──────── Records for processing

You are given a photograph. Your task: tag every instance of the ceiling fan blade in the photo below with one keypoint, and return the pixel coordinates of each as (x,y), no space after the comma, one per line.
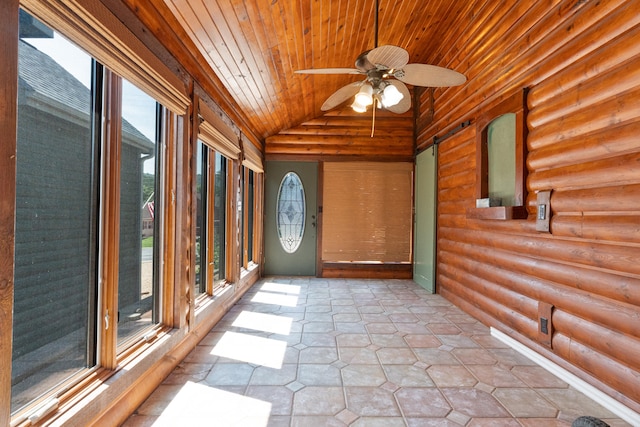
(388,56)
(341,95)
(405,103)
(429,76)
(329,71)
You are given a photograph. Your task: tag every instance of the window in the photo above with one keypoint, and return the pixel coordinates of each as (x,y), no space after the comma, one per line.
(501,154)
(89,204)
(219,219)
(248,209)
(500,161)
(140,189)
(202,152)
(211,191)
(56,231)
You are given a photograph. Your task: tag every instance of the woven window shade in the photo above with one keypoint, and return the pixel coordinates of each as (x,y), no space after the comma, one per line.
(90,25)
(214,132)
(367,212)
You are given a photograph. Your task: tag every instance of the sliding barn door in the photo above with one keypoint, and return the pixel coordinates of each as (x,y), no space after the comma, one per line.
(425,219)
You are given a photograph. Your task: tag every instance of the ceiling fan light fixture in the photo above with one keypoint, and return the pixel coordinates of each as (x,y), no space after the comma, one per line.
(365,96)
(359,108)
(391,96)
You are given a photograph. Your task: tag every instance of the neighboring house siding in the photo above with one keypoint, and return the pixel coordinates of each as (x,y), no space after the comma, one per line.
(53,212)
(52,228)
(130,229)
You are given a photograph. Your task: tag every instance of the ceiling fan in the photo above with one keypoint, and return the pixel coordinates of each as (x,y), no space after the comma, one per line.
(387,72)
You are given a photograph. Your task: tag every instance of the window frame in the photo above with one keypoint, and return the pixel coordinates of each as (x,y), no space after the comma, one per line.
(106,132)
(516,104)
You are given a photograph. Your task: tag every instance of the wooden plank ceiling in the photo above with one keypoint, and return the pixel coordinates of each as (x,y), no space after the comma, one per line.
(254,46)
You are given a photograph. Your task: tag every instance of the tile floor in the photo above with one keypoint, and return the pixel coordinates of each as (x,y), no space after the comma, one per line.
(333,352)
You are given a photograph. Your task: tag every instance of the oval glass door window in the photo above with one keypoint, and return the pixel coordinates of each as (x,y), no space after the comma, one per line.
(291,212)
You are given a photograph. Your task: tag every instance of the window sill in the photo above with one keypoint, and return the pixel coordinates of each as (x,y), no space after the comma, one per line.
(498,212)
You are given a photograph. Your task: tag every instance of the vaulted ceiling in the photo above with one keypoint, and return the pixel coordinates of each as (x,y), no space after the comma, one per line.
(254,46)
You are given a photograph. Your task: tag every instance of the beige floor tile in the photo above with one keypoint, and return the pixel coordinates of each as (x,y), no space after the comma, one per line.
(341,352)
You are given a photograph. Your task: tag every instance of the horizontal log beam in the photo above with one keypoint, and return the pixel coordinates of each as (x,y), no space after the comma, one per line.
(613,228)
(621,198)
(600,173)
(608,142)
(570,288)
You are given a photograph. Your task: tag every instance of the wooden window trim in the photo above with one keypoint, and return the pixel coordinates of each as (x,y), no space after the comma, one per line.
(216,134)
(99,32)
(8,124)
(517,104)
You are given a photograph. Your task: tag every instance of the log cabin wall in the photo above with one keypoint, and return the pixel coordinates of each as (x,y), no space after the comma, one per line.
(581,63)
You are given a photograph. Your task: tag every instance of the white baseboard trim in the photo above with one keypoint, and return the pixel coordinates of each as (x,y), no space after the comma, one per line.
(587,389)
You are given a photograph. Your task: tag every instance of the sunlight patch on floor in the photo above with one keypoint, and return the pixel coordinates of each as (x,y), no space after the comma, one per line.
(275,299)
(264,322)
(247,348)
(279,287)
(200,405)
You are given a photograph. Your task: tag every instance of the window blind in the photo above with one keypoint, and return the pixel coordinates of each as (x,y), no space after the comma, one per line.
(367,212)
(90,25)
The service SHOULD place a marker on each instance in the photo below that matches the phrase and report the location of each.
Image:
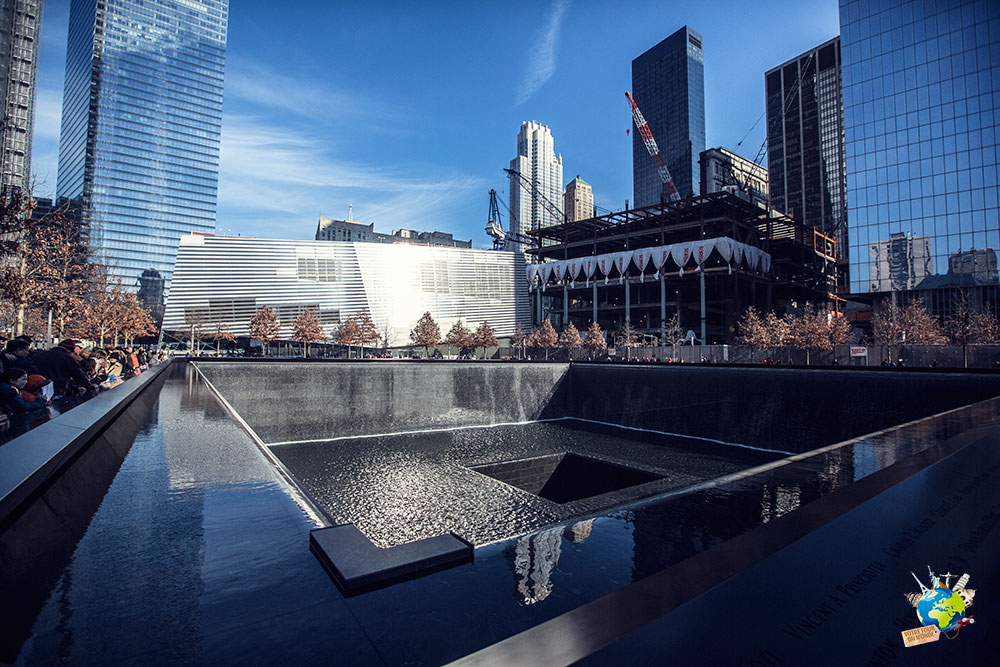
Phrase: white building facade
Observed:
(537, 161)
(226, 279)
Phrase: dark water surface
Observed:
(400, 488)
(196, 550)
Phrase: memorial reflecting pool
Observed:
(191, 544)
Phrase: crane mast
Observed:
(501, 237)
(653, 149)
(531, 188)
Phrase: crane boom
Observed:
(531, 188)
(653, 149)
(502, 237)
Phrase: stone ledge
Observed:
(28, 461)
(357, 566)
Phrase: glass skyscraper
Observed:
(921, 116)
(141, 121)
(805, 140)
(668, 84)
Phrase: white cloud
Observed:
(542, 59)
(311, 98)
(276, 181)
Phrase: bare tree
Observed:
(518, 339)
(387, 334)
(265, 327)
(546, 337)
(808, 330)
(918, 327)
(458, 336)
(307, 329)
(485, 337)
(594, 340)
(967, 326)
(349, 333)
(627, 337)
(570, 339)
(752, 331)
(426, 333)
(135, 319)
(222, 332)
(369, 333)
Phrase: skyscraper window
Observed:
(141, 123)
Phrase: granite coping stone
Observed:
(30, 460)
(357, 566)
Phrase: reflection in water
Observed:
(781, 502)
(536, 555)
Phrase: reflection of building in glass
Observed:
(578, 200)
(141, 122)
(900, 263)
(668, 85)
(921, 118)
(227, 279)
(805, 139)
(537, 161)
(980, 264)
(724, 170)
(151, 290)
(350, 230)
(19, 24)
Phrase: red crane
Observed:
(654, 150)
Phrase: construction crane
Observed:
(537, 195)
(654, 150)
(501, 237)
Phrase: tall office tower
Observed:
(922, 123)
(20, 21)
(668, 85)
(578, 200)
(805, 140)
(724, 170)
(141, 119)
(537, 161)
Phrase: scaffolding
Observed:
(707, 300)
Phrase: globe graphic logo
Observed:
(941, 607)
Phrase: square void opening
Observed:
(563, 478)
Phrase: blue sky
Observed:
(409, 111)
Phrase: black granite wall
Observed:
(775, 408)
(786, 409)
(305, 401)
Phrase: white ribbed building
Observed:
(537, 161)
(227, 279)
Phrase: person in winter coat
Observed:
(12, 382)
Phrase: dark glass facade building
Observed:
(922, 112)
(805, 138)
(668, 84)
(141, 122)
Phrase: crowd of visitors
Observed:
(33, 379)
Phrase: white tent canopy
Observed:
(681, 254)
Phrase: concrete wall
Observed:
(786, 409)
(303, 401)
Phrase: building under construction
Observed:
(706, 258)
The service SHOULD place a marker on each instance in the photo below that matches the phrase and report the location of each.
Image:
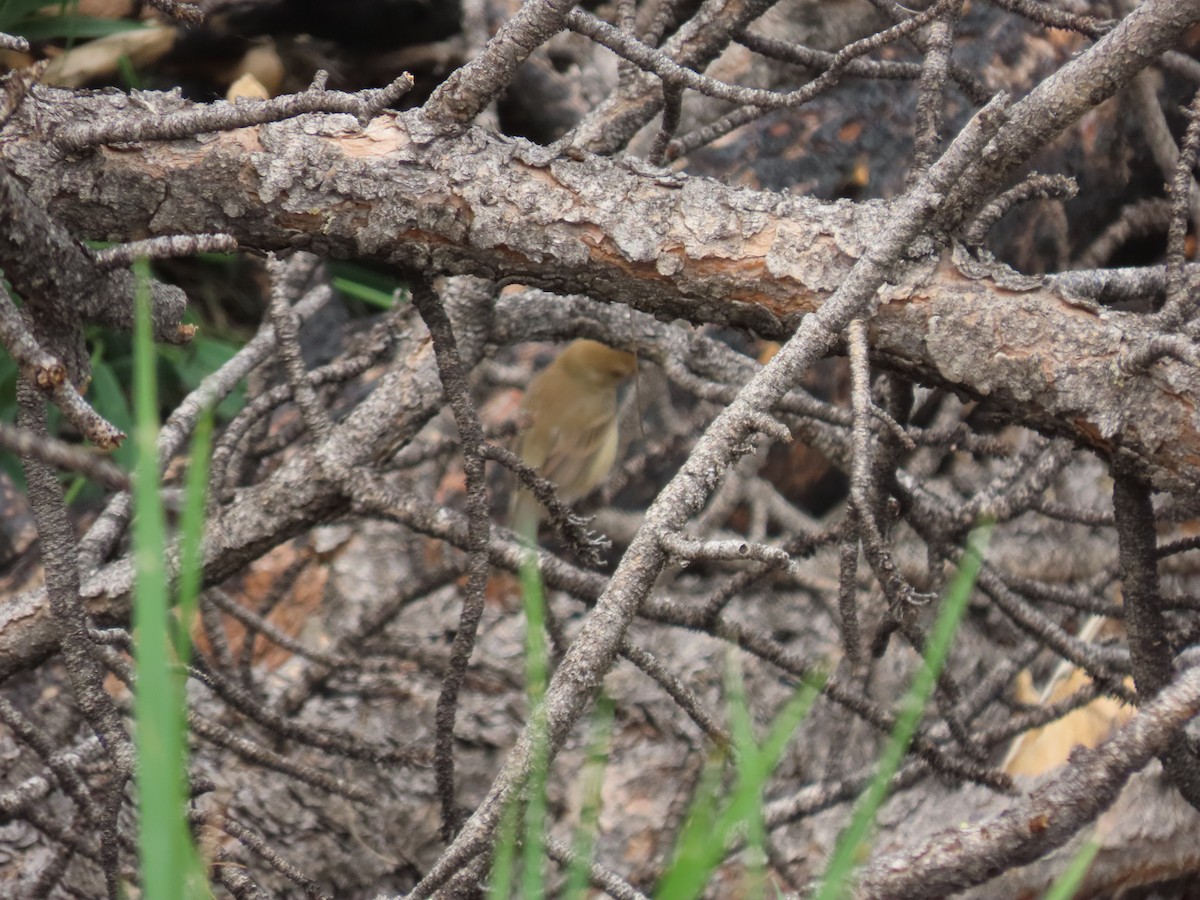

────────────────

◆ Goal of the exercise
Rewrite the entire listing above, changing "woven window shade" to "woven blind" and keeping every other part the same. Omit the pictures from your answer.

◆ The result
You are given a photograph. Your task: tag every instance of the ceiling fan blade in the photo below with one keypoint, and return the pixel coordinates of each as (x,y), no space after the comma, one per line.
(388,56)
(341,95)
(405,103)
(429,76)
(329,71)
You are given a photograph. Your task: tag every instance of the window in the photo above with one keypoint, and return the pixel coordinates of each as (x,y), no space after the comma, one per line.
(501,154)
(89,204)
(219,219)
(248,209)
(500,161)
(140,189)
(202,152)
(211,191)
(56,231)
You are given a photograph. Your task: tag every instance of the woven blind in the photo above with one keypoint, and return the pixel coordinates of each as (x,y), no space after the comma, one per line.
(90,25)
(214,132)
(367,212)
You are given a photograph. Your task: tag every instance of the sliding barn door in the photo above with one keypoint, and return the pixel coordinates of each as (x,y), no space after the comma, one per line.
(425,219)
You are given a photograph. Your task: tag every instance of the ceiling fan light fixture in the photo above with one keypoint, and return the pixel coordinates of each as (x,y), no space after the comma, one per line.
(365,96)
(359,108)
(391,96)
You are given a photograph. Your task: tag every instance of the neighboring house siding in the photo above with one keypoint, and return the pixel coordinates of each as (x,y), no space after the comma, one per line.
(53,212)
(52,228)
(130,229)
You are given a photograph. Your task: tag every instance of the ceiling fan in the photo above with one keypoint, and return the pixel coordinates of each as (x,y), no space after the comma, one per line.
(387,72)
You are given a photograph. Your task: tag every instance of the window frame in the photo above with one keypoint, and return the pixel coordinates of each as (x,y), no space after the comma, one per line.
(106,132)
(516,104)
You are given a photograph. Your task: tag every instance of the wooden plank ceiling in the photo above with one keypoint, and return the pixel coordinates of each as (x,y), no space after the comma, one per line.
(254,46)
You are given a photograph. Your task: tag every instance of the tile floor in the photo above with one keypoint, and return the pixel coordinates of each as (x,y), no space after the comma, one per line.
(333,352)
You are given a photograph. Your task: tag every instance of the oval glass door window in the photo above with one keypoint, and return the pixel coordinates of each as (x,y), no space after the comma, one per line.
(291,212)
You are given a photograph. Your task: tag every instance of the window sill in the photo above with one keypoint, and return the pixel coordinates of each as (x,y), no space after the comma, one per line.
(498,212)
You are given a photograph. Your task: tag every instance of the vaulted ceiling in the photo above with one keypoint, and return the pixel coordinates of each as (x,y), no space after the comma, one per line.
(254,46)
You are given a photograph. Your task: tag every instance of the beige floor tile in the photo above with one keypoint, and return the pixel coordinates of each as (x,y), no space after the comma, one per line.
(341,352)
You are given a photograph. Your task: tag every instance of the horizontal log beam in the photo above with one keypoint, and return the pixel coordinates of each as (x,y), no space after the comma, one per line.
(613,228)
(621,198)
(600,173)
(608,142)
(570,288)
You are given a photograph. Your task: tag every instance of the wooden window trim in the photo above with one keypoint, and return the pixel coordinates of each as (x,y), no space after the comma, one per line.
(216,134)
(99,32)
(8,124)
(517,104)
You are given a photograph. Your task: tag every instance of the log cabin wall in the photo above with one keypoint, and return the pixel coordinates of each as (x,y), no space after the comma, one per line.
(581,63)
You are given a photograph. Your task: tag every instance of the white baseboard trim in the photo above with one keypoint, and return the pixel coordinates of each as (x,y), no space after the comma, one per line.
(587,389)
You are given a photograph. Your task: tag every instance of the sunlight patch on floor in the photo above with one keypoint, and return the pixel coordinates of each as (x,y), no space after the comma, one per line.
(275,299)
(264,322)
(247,348)
(279,287)
(200,405)
You are given a photograph. Your task: tag every instance of the window blind in the photo above with one keypoint, and return the pixel coordinates of each as (x,y), no space after the comma, one per line.
(367,212)
(90,25)
The service SHOULD place a marker on each instance in the photo below that matches the phrase and report the location of each.
Image:
Phrase: white building facade
Observed:
(537, 161)
(226, 279)
Phrase: dark water surface
Observed:
(400, 488)
(196, 550)
Phrase: memorial reflecting pool
Observed:
(191, 544)
Phrase: crane mast
Observed:
(501, 237)
(653, 149)
(531, 188)
Phrase: crane boom
Observed:
(531, 188)
(653, 149)
(502, 237)
Phrase: stone ledge
Observed:
(28, 461)
(357, 566)
Phrase: glass skyscraper
Observed:
(921, 116)
(141, 121)
(805, 140)
(668, 84)
Phrase: white cloud
Observed:
(542, 59)
(311, 98)
(276, 181)
Phrase: bare tree
Observed:
(518, 339)
(387, 334)
(265, 327)
(546, 337)
(808, 330)
(918, 327)
(458, 336)
(307, 329)
(485, 337)
(594, 340)
(967, 326)
(349, 333)
(627, 337)
(570, 339)
(752, 331)
(426, 333)
(135, 319)
(222, 332)
(369, 333)
Phrase: skyscraper window
Observed:
(141, 123)
Phrase: granite coping stone
Observed:
(30, 460)
(357, 566)
Phrase: reflection in water
Observed:
(781, 502)
(536, 555)
Phrase: reflection of building in glass
Observed:
(578, 200)
(141, 122)
(900, 263)
(668, 85)
(921, 118)
(227, 279)
(805, 139)
(537, 161)
(980, 264)
(724, 170)
(151, 290)
(350, 230)
(19, 24)
Phrase: red crane
Observed:
(654, 150)
Phrase: construction crane
Observed:
(537, 195)
(654, 150)
(501, 237)
Phrase: tall office tower
Observed:
(922, 123)
(20, 21)
(668, 85)
(578, 200)
(805, 140)
(724, 170)
(141, 119)
(537, 161)
Phrase: scaffolding
Observed:
(707, 300)
Phrase: globe graphic logo
Observed:
(941, 607)
Phrase: square void opening
Observed:
(563, 478)
Phrase: blue sky
Observed:
(409, 111)
Phrase: black granite wall
Observed:
(775, 408)
(786, 409)
(305, 401)
Phrase: white ribbed building
Observed:
(537, 161)
(227, 279)
Phrase: person in winter coat
Observed:
(12, 382)
Phrase: dark glass facade building
Observed:
(922, 112)
(805, 138)
(668, 84)
(141, 122)
Phrase: crowd of visitors
Observed:
(33, 379)
Phrase: white tent canopy
Observed:
(681, 254)
Phrase: concrete wall
Observed:
(786, 409)
(303, 401)
Phrase: building under construction
Observed:
(706, 258)
The service SHOULD place a marker on each instance in the photo below that matches the phrase and report the location of each.
Image:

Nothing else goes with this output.